### [WRITTEN EXERCISE]
Give the material from the line containing "Your task: look at the preceding image and identify the sandy" down through the end of the material, both ends included, as a two-column CSV with the columns text and answer. Use one row for each text and its answer, put each in one quoted field with line breaks turned into spaces, and leave the pictures out.

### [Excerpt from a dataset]
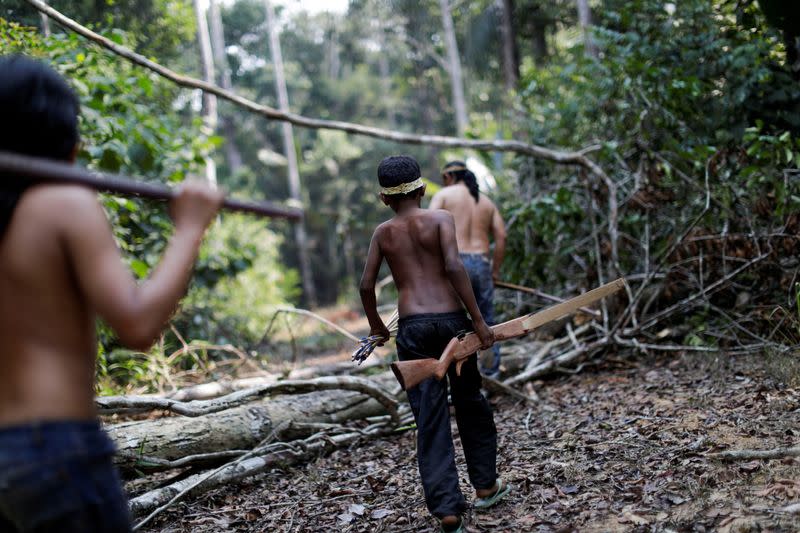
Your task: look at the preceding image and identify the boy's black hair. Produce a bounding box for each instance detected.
[0,56,79,237]
[378,155,422,200]
[443,161,480,204]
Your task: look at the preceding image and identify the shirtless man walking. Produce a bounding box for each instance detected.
[360,156,510,533]
[429,161,506,378]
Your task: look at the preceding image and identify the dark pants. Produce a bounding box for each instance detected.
[0,421,131,533]
[459,254,500,378]
[397,311,497,518]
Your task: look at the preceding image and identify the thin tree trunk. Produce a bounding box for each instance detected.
[264,0,317,307]
[194,0,218,185]
[378,26,397,129]
[208,0,242,174]
[439,0,468,137]
[39,0,50,37]
[533,8,550,65]
[576,0,597,58]
[497,0,519,91]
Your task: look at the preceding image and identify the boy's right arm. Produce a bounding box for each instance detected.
[359,229,389,346]
[439,211,494,350]
[59,183,223,350]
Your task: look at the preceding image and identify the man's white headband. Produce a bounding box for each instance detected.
[381,178,425,196]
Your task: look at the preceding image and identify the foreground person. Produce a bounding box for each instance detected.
[0,57,222,533]
[360,156,509,532]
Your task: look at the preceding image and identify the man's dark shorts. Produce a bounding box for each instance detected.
[0,421,131,533]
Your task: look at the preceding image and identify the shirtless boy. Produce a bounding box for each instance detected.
[0,57,222,532]
[429,161,506,378]
[361,156,509,532]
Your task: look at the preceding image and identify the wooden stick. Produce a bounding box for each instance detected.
[494,280,600,318]
[0,152,303,220]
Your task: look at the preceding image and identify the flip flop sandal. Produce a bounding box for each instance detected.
[439,518,467,533]
[472,478,511,509]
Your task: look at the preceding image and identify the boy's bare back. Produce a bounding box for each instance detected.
[0,184,222,426]
[368,209,461,317]
[430,183,503,254]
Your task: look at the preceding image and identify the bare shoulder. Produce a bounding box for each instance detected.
[478,193,497,212]
[18,185,105,230]
[21,185,99,209]
[427,209,453,223]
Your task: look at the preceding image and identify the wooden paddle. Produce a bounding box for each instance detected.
[392,278,625,390]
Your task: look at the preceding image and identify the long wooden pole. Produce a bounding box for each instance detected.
[0,152,303,220]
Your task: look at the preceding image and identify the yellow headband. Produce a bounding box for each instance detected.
[381,178,425,195]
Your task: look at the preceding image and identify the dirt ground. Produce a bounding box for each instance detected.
[141,354,800,533]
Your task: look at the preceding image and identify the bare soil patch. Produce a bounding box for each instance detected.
[138,354,800,532]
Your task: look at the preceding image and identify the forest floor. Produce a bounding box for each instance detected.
[141,342,800,533]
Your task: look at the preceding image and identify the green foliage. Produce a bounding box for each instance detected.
[504,0,800,294]
[0,0,196,59]
[0,19,296,386]
[175,215,298,346]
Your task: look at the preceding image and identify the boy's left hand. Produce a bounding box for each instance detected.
[475,321,494,350]
[369,324,391,346]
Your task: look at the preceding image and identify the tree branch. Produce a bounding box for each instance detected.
[25,0,609,178]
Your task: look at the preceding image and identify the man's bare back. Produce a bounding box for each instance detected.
[430,182,503,254]
[0,185,221,426]
[359,156,494,346]
[375,208,461,317]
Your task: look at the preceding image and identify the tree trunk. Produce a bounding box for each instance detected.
[264,0,317,307]
[533,15,550,65]
[208,0,242,174]
[497,0,519,91]
[576,0,597,58]
[194,0,217,186]
[39,0,50,37]
[439,0,468,137]
[377,26,397,129]
[107,390,386,469]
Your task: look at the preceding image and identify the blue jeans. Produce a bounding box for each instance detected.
[459,254,500,378]
[397,311,497,518]
[0,421,131,533]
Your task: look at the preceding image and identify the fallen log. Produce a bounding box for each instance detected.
[100,376,398,420]
[129,416,412,527]
[107,378,400,470]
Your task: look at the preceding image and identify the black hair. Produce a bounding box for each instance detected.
[444,161,480,204]
[378,155,422,200]
[0,55,79,237]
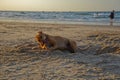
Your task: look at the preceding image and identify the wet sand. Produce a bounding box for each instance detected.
[0,21,120,80]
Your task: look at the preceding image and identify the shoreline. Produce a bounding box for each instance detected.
[0,21,120,80]
[0,19,120,26]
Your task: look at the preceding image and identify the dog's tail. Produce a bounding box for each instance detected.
[78,45,90,51]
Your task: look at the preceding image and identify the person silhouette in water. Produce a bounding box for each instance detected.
[109,10,115,26]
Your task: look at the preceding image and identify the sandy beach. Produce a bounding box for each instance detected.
[0,21,120,80]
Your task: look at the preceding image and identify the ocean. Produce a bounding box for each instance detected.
[0,11,120,25]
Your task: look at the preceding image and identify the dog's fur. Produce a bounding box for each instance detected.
[35,31,77,53]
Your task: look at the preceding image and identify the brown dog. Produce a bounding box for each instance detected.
[35,31,77,53]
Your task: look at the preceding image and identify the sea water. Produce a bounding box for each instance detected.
[0,11,120,25]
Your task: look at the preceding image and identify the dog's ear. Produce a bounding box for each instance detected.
[38,31,42,34]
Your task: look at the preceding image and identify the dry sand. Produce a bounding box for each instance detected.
[0,21,120,80]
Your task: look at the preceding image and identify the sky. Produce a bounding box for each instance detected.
[0,0,120,11]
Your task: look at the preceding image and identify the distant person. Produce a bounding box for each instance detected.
[109,10,115,26]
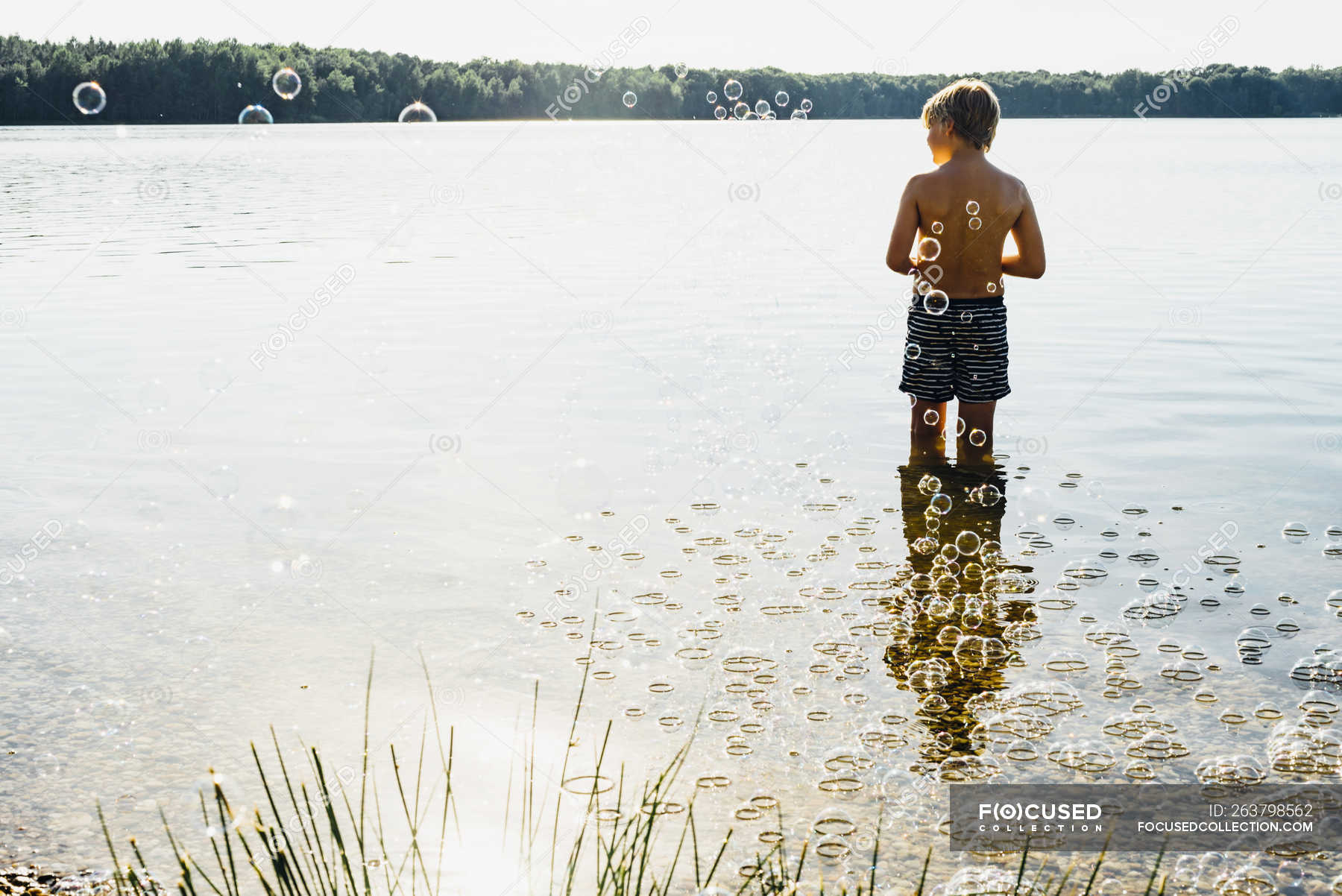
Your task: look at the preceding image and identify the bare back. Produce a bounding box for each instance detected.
[910,157,1030,299]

### [THE COMPLETED TASK]
text,answer
"Your task: look at the preceding image and identify the sandy beach. Produce a bounding box for each instance detected.","[0,21,120,80]"
"Your task: look at the preceding image and identify the ocean. Produce a bounding box for each instance detected.","[0,11,120,25]"
"Your task: look at the preceding image and identify the dog's fur. Produce a bounding box for each instance detected.","[35,31,77,53]"
"Your task: look at the preceding image and identify the brown dog. Produce a bounding box for each instance detected.","[35,31,77,53]"
"Your task: look at the preceding image and identify the sea water. Produce a bounding box for each instance detected.","[0,11,120,25]"
"Your task: look at the preceding image and identify the dog's ear. Produce a bounding box for each instance detected.","[38,31,42,34]"
"Your task: look at the preceding image and identify the dry sand. Produce a bounding box for each instance detected.","[0,21,120,80]"
"Your task: look at the preceding image and identify the sky. Produce a bounding box for each instance detected.","[0,0,120,11]"
"Your task: look at the preceding image and identify the distant person. Produce a bounding box for each instance detected.","[109,10,115,26]"
"Your task: look at the preceding image and identify the bare back. Produce a bounding box for each instance detected.","[910,157,1030,299]"